**THE PROBLEM**
Give back the lines below verbatim, omitting all pictures.

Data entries
--
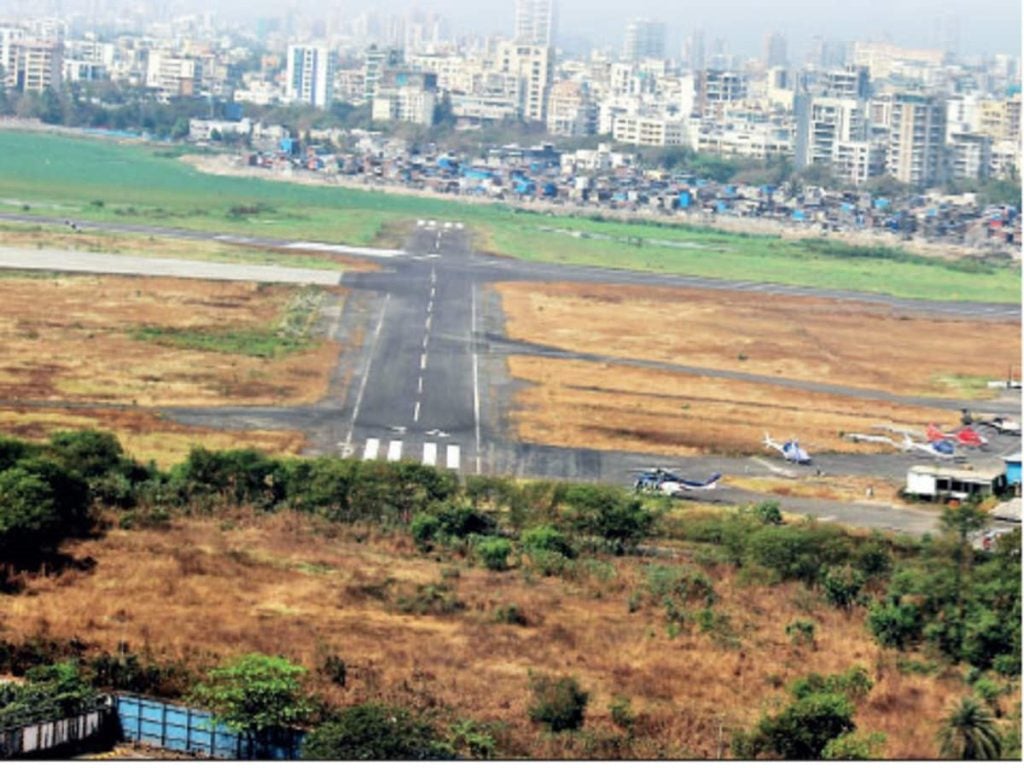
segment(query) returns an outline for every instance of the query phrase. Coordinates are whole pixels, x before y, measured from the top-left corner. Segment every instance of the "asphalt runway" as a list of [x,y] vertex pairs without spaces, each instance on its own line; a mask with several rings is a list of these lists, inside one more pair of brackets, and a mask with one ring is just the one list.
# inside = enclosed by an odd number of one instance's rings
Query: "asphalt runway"
[[[39,217],[2,214],[0,219],[39,222]],[[60,223],[60,220],[48,220]],[[875,294],[819,290],[765,283],[724,281],[705,278],[652,275],[624,270],[536,264],[499,259],[472,251],[468,231],[460,222],[422,220],[410,235],[404,250],[375,251],[345,246],[241,238],[236,235],[195,233],[185,230],[77,222],[101,230],[137,233],[218,237],[230,242],[275,248],[335,250],[380,264],[375,272],[345,272],[341,283],[350,289],[342,315],[329,324],[343,349],[338,369],[332,378],[328,397],[312,406],[296,408],[164,408],[160,412],[183,423],[206,427],[236,429],[301,429],[311,441],[312,451],[357,459],[412,460],[463,473],[507,474],[519,477],[565,478],[628,485],[633,470],[646,466],[673,466],[691,479],[704,479],[722,472],[726,479],[714,491],[694,494],[711,502],[737,504],[766,498],[738,488],[730,488],[728,477],[782,477],[858,475],[898,480],[915,464],[930,463],[927,456],[915,454],[815,455],[811,467],[795,467],[777,455],[702,456],[680,461],[678,458],[523,444],[509,438],[508,405],[519,386],[510,380],[505,359],[512,353],[552,357],[595,359],[623,365],[644,365],[684,373],[727,376],[756,380],[807,391],[825,391],[853,397],[885,399],[949,408],[1019,414],[1020,393],[984,403],[965,403],[939,398],[907,398],[875,390],[835,387],[788,380],[714,371],[689,366],[672,366],[642,360],[582,355],[543,345],[514,342],[504,335],[500,307],[487,286],[505,280],[580,281],[635,285],[695,287],[705,290],[738,290],[816,296],[837,301],[864,301],[885,305],[899,314],[956,314],[975,318],[1007,320],[1020,318],[1020,308],[1002,304],[912,301]],[[34,255],[30,252],[28,255]],[[81,254],[79,254],[81,255]],[[117,259],[88,254],[97,271],[104,263],[123,264]],[[115,261],[109,261],[115,259]],[[140,259],[137,274],[147,271],[149,263],[166,259]],[[180,261],[180,260],[176,260]],[[3,263],[0,261],[0,263]],[[240,270],[234,279],[258,279],[248,265],[229,266]],[[25,268],[18,264],[18,268]],[[60,271],[59,264],[45,267]],[[158,267],[163,269],[163,267]],[[176,267],[200,276],[209,262],[186,262]],[[295,270],[288,270],[295,272]],[[300,270],[318,272],[318,270]],[[245,275],[242,277],[242,275]],[[337,284],[337,273],[326,280]],[[182,276],[182,275],[178,275]],[[223,279],[232,279],[225,277]],[[53,407],[55,404],[50,403]],[[109,407],[109,405],[102,406]],[[1020,449],[1020,438],[990,435],[992,450],[975,454],[972,461],[998,462],[1005,453]],[[835,519],[851,525],[888,528],[910,533],[934,530],[938,515],[924,507],[889,507],[871,502],[833,501],[783,497],[783,509]]]

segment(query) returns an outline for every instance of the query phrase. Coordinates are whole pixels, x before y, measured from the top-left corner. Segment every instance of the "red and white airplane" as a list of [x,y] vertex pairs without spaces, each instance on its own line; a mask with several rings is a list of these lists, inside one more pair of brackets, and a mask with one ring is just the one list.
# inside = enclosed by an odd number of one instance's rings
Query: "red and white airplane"
[[977,430],[971,427],[960,427],[960,429],[954,432],[943,432],[934,424],[929,424],[925,430],[925,434],[930,442],[936,442],[938,440],[950,440],[957,445],[962,445],[967,448],[984,448],[988,445],[988,440],[978,434]]

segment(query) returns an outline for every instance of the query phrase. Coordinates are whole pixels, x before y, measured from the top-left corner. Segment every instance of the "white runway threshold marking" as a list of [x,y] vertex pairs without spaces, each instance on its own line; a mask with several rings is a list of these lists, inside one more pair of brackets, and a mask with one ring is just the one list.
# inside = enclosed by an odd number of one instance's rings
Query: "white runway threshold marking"
[[422,355],[420,355],[420,370],[421,371],[427,370],[427,353],[426,352],[424,352]]
[[373,461],[377,458],[377,451],[380,450],[380,440],[376,437],[368,438],[366,447],[363,448],[363,461]]
[[388,443],[388,461],[398,461],[402,458],[402,441],[392,440]]
[[428,467],[437,464],[437,443],[423,444],[423,463]]
[[458,469],[461,463],[459,446],[449,445],[445,451],[445,466],[448,469]]
[[412,412],[412,420],[413,421],[419,421],[420,420],[420,401],[419,400],[416,401],[416,408]]

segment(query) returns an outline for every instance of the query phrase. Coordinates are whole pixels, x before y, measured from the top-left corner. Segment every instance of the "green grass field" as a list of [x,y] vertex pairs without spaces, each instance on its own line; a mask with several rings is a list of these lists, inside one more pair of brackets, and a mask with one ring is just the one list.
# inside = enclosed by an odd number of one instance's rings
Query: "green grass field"
[[1020,271],[1009,266],[965,271],[896,249],[211,176],[178,160],[179,154],[98,139],[0,132],[0,210],[24,210],[27,205],[41,215],[353,245],[393,239],[396,227],[416,218],[459,219],[472,226],[479,247],[522,259],[907,298],[1020,302]]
--
**RESPONSE BELOW**
segment(query) returns an outline for every instance of the query phrase. Coordinates are whole pixels, x before y, measured from the top-left corner. Segment every instance of the "asphalt runway" as a list of [x,y] vertex pairs without spaces, each instance on its own line; a mask with several rings is a list of these lists, inside one more pair of brackets, and a mask with one ring is just the one list.
# inside = enclosed by an odd number of one instance's rings
Query: "asphalt runway"
[[[39,217],[2,214],[0,219],[39,222]],[[60,223],[60,220],[48,220]],[[875,294],[819,290],[765,283],[724,281],[705,278],[652,275],[624,270],[536,264],[499,259],[472,251],[468,231],[460,222],[422,220],[410,235],[404,250],[375,251],[345,246],[241,238],[236,235],[195,233],[185,230],[77,222],[101,230],[137,233],[218,237],[230,242],[275,248],[335,250],[380,264],[375,272],[345,272],[341,283],[350,289],[342,315],[329,324],[343,349],[338,369],[332,378],[328,397],[312,406],[296,408],[164,408],[160,412],[183,423],[206,427],[236,429],[301,429],[311,441],[312,451],[357,459],[412,460],[463,473],[507,474],[519,477],[565,478],[628,485],[633,470],[646,466],[673,466],[691,479],[704,479],[722,472],[726,479],[714,491],[694,494],[711,502],[737,504],[766,498],[738,488],[730,488],[728,477],[782,477],[858,475],[898,480],[915,464],[930,463],[927,456],[915,454],[815,455],[811,467],[795,467],[777,455],[702,456],[680,461],[678,458],[523,444],[509,438],[508,405],[519,386],[510,380],[505,359],[512,353],[552,357],[595,359],[623,365],[644,365],[684,373],[727,376],[756,380],[807,391],[825,391],[853,397],[885,399],[949,408],[1019,414],[1020,393],[984,403],[965,403],[939,398],[907,398],[875,390],[835,387],[788,380],[714,371],[689,366],[672,366],[642,360],[582,355],[543,345],[514,342],[504,335],[500,307],[487,286],[505,280],[580,281],[635,285],[695,287],[705,290],[738,290],[816,296],[837,301],[864,301],[885,305],[899,314],[956,314],[975,318],[1007,320],[1020,318],[1020,308],[1002,304],[912,301]],[[34,255],[30,252],[28,255]],[[81,254],[79,254],[81,255]],[[117,259],[88,254],[97,271],[104,263],[123,264]],[[115,261],[109,261],[115,259]],[[140,259],[137,274],[147,271],[149,263],[166,259]],[[180,261],[180,260],[176,260]],[[3,263],[0,261],[0,263]],[[240,270],[234,279],[258,279],[248,265],[229,266]],[[25,268],[18,264],[18,268]],[[60,271],[59,264],[45,267]],[[158,267],[163,269],[163,267]],[[176,267],[200,276],[209,262],[186,262]],[[295,270],[288,270],[295,272]],[[300,270],[318,272],[318,270]],[[245,275],[242,277],[242,275]],[[337,284],[337,273],[326,280]],[[182,276],[182,275],[178,275]],[[223,279],[232,279],[225,277]],[[53,407],[55,404],[50,403]],[[109,407],[109,405],[102,406]],[[1020,449],[1020,438],[990,435],[992,450],[975,454],[972,461],[998,462],[1005,453]],[[835,519],[851,525],[888,528],[910,533],[934,530],[938,515],[924,507],[889,507],[871,502],[833,501],[783,497],[783,509]]]

segment(query) returns an outline for every instance of the query phrase. Coordinates are whole pixels, x before y, measured from the top-left corner. Segment every instance of the "red and white airplane" as a list of [x,y] vertex pairs without spaces, each instance on its own line; a mask with several rings is a list of these lists, inside one more pair of brackets, and a mask with one ring is just the one list.
# inside = enclosed by an odd number of one instance's rings
Query: "red and white airplane"
[[977,430],[971,427],[960,427],[960,429],[954,432],[943,432],[934,424],[929,424],[925,430],[925,434],[930,442],[936,442],[938,440],[950,440],[957,445],[962,445],[967,448],[984,448],[988,445],[988,440],[978,434]]

segment(query) returns an outline for every instance of the query phrase. Coordinates are whole pixels, x before y, measured from the top-left corner. Segment every instance of the "white runway threshold marking" as a list of [x,y] vertex pairs without spaces, each instance on its own line; a mask with several rings is a list of these lists, inside one more pair of brackets, and a mask with one ring is just the one list.
# inside = enclosed by an odd number of one instance's rings
Query: "white runway threshold marking"
[[422,355],[420,355],[420,370],[421,371],[427,370],[427,353],[426,352],[424,352]]
[[373,461],[377,458],[377,451],[380,450],[380,440],[376,437],[368,438],[366,447],[363,448],[363,461]]
[[388,443],[388,461],[398,461],[402,458],[402,441],[392,440]]
[[428,467],[437,464],[437,443],[423,444],[423,463]]
[[458,469],[461,463],[459,446],[449,445],[445,451],[445,466],[448,469]]
[[412,412],[412,420],[413,421],[419,421],[420,420],[420,401],[419,400],[416,401],[416,408]]

segment(query) returns an outline for every instance of the query phrase. Coordinates are whole pixels, x before y, measured from the top-left corner. Segment every instance of the "green grass field" as a list of [x,y] vertex pairs without spaces, each instance on its own line; a mask with several rings is a list of these lists, inside one more pair of brackets, and a mask with one ring is just the one list.
# inside = enclosed by an odd number of one instance's rings
Query: "green grass field"
[[1020,271],[1009,266],[965,271],[896,249],[211,176],[178,160],[179,154],[98,139],[0,132],[0,210],[24,210],[27,205],[41,215],[353,245],[393,239],[396,227],[416,218],[459,219],[472,226],[479,247],[522,259],[907,298],[1020,302]]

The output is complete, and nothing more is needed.